— START OF Entries shown —

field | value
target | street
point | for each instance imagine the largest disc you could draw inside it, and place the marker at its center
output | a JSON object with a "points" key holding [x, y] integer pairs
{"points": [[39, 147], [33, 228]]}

— END OF Entries shown —

- [Stated problem] Render the lines above as a JSON list of strings, one string per line, omitting any blank lines.

- [Right answer]
[
  "field | value",
  "target | street",
  "point | for each instance imagine the largest disc you could draw inside it, and place the marker at its center",
  "output | a JSON object with a \"points\" key holding [x, y] integer pairs",
  "{\"points\": [[39, 147], [33, 228]]}"
]